_Provided text_
· · · ·
Now look forward just twenty more years if this keeps up at this rate. They'll have an entire generation well into adulthood with kids of their own who have never ever been in a situation where they weren't monitored, had to go through random checkpoints, been scanned, tagged, DNA registered, fingerprinted, stamped, spindled folded and mutilated by the state, all of the above and more, everything about them cataloged in databases, and they will consider that "normal". Poof, a full master/slave society when the slaves don't even see they are slaves, and if pointed out to them will deny it because of the mass conditioning since birth. The chains will be invisible to them, they will love big brother. It's damn close now, the poor kids in the public schools today are undergoing mass indoctrination and cultural brainwashing to an extreme.
If they tried to pull this stuff all at once, they might see an actual righteous revolt, a little bit at a time, spread out over the years..nothing, they win. And the whole time it is happening, apologists will keep saying it isn't that bad, every single step forward to that sort of society "well, it isn't that bad, look at north korea!!'.
That's how they get away with it. Look at the acceptance of the "no fly" enemies of the state list now. Like supposedly a million people and counting. No public accusation in the normal courts system, just you find out you are on some list if you go to board a plane..because some faceless drone decided you should be on it, or a computer program did it..or something. And they get cut out of the line, and everyone around them looks away and is thankful it isn't them...Scared into docile obedience, state sponsored terrorized into acceptance. They won't even say how it works. I mean, how bad does it have to get before people really notice this stuff? Does anyone REALLY think there are a million "terrorists" inside the US? Where are the attacks? If there really are, where are the arrests and charges and trials? Nope, that's the misdirection, this is just a list for eventual herd culling. Tracking you in your ride is all that is about, the revenue stuff is BS.
Ok, so to re-state the obvious... it's a GPS and a cellular modem... so that's a monthly fee to someone, unless they set aside some government bandwidth, and a huge network of radios, to receive these monthly reports. They would need this, because, if the receivers were short range and small in number, they would shortly be available on maps for your navigation GPS, just like traffic cameras.
But that's not even thinking creatively.. have these guys ever actually used a GPS? Sure, they're pretty good at pulling in those -100dBm GPS signals these days, but that wouldn't be the case when everyone's buying little 1mW 1575.42 MHz/1227.6 MHz jammers to totally block the GPS.
They also seem to know nothing about the Chevy Volt... it's a series plug-in hybrid. After about 40 miles (which is probably more like 30miles with the AC or heat on) the engine kicks in... they will use petrol. And not only that, but as we're trying to move to greener technology, we ought to be increasing taxes on those who aren't following.
· · · ·
[Stored records]
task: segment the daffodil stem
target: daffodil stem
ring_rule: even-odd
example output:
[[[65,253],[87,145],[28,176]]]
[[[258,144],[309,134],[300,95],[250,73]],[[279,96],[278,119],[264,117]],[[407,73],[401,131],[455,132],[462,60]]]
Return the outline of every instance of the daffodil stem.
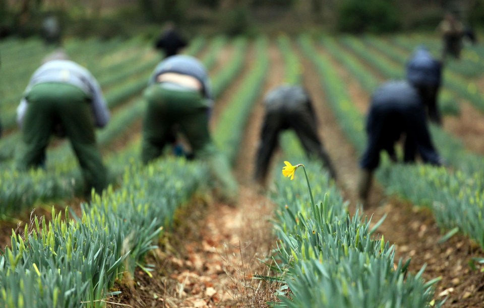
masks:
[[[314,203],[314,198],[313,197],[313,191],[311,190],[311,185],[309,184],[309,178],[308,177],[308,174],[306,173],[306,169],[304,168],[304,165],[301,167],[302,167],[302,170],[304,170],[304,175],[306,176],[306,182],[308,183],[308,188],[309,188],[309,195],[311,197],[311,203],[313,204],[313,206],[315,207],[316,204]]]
· · · ·
_About this task_
List every value in the provided text that carries a unit of radio signal power or frequency, written as it appears there.

_Solution to the problem_
-100dBm
1mW
1575.42 MHz
1227.6 MHz